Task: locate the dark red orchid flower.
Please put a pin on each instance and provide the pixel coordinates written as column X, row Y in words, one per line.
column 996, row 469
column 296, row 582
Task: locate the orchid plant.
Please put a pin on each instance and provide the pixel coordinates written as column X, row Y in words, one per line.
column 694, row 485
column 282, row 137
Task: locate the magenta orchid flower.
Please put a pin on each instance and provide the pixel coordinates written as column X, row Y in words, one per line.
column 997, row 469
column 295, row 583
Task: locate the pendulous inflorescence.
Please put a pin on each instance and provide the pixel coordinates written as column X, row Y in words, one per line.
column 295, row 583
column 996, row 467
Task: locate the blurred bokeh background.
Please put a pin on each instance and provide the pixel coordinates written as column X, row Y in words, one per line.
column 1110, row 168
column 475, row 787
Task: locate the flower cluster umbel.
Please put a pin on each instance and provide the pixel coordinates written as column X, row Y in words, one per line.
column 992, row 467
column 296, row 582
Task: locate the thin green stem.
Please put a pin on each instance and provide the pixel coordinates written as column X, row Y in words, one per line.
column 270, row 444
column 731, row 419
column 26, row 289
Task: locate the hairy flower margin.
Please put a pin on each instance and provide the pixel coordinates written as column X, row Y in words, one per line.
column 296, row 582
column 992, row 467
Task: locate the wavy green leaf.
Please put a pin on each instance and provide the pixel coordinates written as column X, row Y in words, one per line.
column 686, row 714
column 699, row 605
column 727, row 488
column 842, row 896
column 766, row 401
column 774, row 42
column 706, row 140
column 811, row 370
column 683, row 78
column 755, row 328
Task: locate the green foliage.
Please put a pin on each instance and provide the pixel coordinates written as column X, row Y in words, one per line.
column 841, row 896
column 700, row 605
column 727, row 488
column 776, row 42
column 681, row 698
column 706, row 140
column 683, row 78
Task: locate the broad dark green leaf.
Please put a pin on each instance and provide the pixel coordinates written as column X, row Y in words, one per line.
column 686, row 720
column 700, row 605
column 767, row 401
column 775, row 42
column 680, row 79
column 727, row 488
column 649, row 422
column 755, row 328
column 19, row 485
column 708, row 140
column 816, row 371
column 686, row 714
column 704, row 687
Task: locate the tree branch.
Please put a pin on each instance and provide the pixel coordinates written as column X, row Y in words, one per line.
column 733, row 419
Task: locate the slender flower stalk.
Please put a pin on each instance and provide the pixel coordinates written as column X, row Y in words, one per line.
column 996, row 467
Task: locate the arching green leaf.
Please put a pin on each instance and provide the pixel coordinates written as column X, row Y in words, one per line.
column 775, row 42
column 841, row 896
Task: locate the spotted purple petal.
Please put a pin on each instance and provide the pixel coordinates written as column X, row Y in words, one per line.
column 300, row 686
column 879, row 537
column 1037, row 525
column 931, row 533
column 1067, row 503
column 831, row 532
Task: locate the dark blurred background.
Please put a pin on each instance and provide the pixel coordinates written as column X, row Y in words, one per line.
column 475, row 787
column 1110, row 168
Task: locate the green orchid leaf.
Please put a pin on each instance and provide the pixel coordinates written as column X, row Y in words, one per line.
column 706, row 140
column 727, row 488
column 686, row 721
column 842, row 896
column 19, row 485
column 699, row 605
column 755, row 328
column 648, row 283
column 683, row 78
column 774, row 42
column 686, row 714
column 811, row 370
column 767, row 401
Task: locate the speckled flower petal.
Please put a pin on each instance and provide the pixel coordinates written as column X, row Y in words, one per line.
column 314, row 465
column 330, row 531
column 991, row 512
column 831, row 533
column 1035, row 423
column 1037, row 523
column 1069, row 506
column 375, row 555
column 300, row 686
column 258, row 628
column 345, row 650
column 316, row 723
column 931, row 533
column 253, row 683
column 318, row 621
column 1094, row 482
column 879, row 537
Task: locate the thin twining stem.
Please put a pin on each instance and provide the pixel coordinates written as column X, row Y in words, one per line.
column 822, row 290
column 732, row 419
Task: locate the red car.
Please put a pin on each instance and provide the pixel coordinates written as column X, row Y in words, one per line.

• **Exercise prompt**:
Copy every line above without altering a word.

• **Output for this exercise**:
Task: locate the dark red orchid flower.
Please put a pin on each instance and provide the pixel coordinates written as column X, row Y in words, one per line.
column 996, row 469
column 296, row 582
Task: locate the orchid plant.
Please put a pin on each instance and provide the pixel coordinates written as column X, row Y in words, one per line.
column 694, row 485
column 282, row 137
Task: locate the magenta orchid flower.
Please put a pin on each instance and provide the pixel coordinates written as column X, row Y in words, one per line.
column 997, row 469
column 295, row 583
Task: locate the pendulous inflorescence.
Please put a pin on each instance and provide the pixel coordinates written as column X, row Y in words, one per line.
column 295, row 583
column 996, row 467
Task: locate the blurred bokeh background.
Please put a pin on each instance and provide the pixel coordinates written as column X, row Y in words, one per line.
column 1110, row 168
column 475, row 787
Task: locate the flower cluster umbel.
Please put a pin on each instance and provide the pixel coordinates written as column X, row Y in words, one per line.
column 992, row 467
column 296, row 582
Task: locate the thin green stem.
Please put a pin on each instance and provide the pixel coordinates written as column X, row Y in words, one per line.
column 270, row 444
column 731, row 419
column 26, row 289
Task: locate the hairy flower margin.
Please put a pin on each instance and provide the pixel coordinates written as column X, row Y in words, one per line.
column 296, row 582
column 992, row 467
Task: locate the wavy green leaf.
Please put a pin on each instance and provide the pixel coordinates written as column X, row Y in words, one per line.
column 686, row 714
column 699, row 605
column 727, row 488
column 842, row 896
column 766, row 401
column 774, row 42
column 706, row 140
column 811, row 370
column 683, row 78
column 755, row 328
Task: locate the green foliage.
Please put a pin on each instance and provide the pixel coordinates written as column X, row Y in words, one per line.
column 841, row 896
column 700, row 605
column 727, row 488
column 776, row 42
column 681, row 698
column 706, row 140
column 683, row 78
Task: locate the broad dark green leaf.
Please put a pin on each instance and provide the pixel coordinates written as column X, row Y in words, one per line.
column 686, row 720
column 700, row 605
column 767, row 401
column 775, row 42
column 680, row 79
column 727, row 488
column 649, row 422
column 755, row 328
column 19, row 485
column 708, row 140
column 816, row 371
column 686, row 714
column 704, row 687
Task: locate the tree branch.
Please put a pin on each instance and provide the pixel coordinates written as column X, row Y in words, one per line.
column 733, row 419
Task: locate the slender flower stalk.
Please put a pin on each instance and provide the pixel coordinates written as column X, row Y in words, one per line.
column 996, row 467
Task: locate the arching green leaf.
Please put a pin on each instance and provide the pixel coordinates written as column X, row Y in words, one per line.
column 775, row 42
column 841, row 896
Task: locate the spotted purple petal.
Please put a pin on each instance and provide the pixel coordinates written as column X, row Y in words, one per line.
column 300, row 686
column 879, row 537
column 1037, row 525
column 931, row 533
column 1067, row 503
column 831, row 532
Task: locate the dark blurred background.
Please put a pin on each instance and provide the pixel coordinates written as column X, row Y in words, one per line.
column 475, row 787
column 1110, row 168
Task: locate the green orchid leaf.
Please put a pin on each instance and provide the pixel coordinates written as column X, row Y in words, one per line.
column 706, row 140
column 727, row 488
column 686, row 721
column 842, row 896
column 19, row 485
column 699, row 605
column 755, row 328
column 648, row 283
column 683, row 78
column 774, row 42
column 686, row 714
column 811, row 370
column 767, row 401
Task: locate the speckled flower petal.
Please put a pin on each instance and provide the pixel coordinates written as column X, row Y in words, one per line.
column 314, row 465
column 330, row 531
column 991, row 512
column 831, row 533
column 1035, row 423
column 1037, row 523
column 1069, row 506
column 375, row 555
column 300, row 686
column 258, row 628
column 345, row 650
column 316, row 723
column 931, row 533
column 253, row 683
column 318, row 621
column 1094, row 482
column 879, row 537
Task: locate the thin twining stem.
Please put a pin on each instance and provide the pixel coordinates written as column X, row Y in words, one per line.
column 822, row 290
column 732, row 419
Task: locate the red car.
Please put a pin on each instance and provide the pixel coordinates written as column X, row Y in words, one per line.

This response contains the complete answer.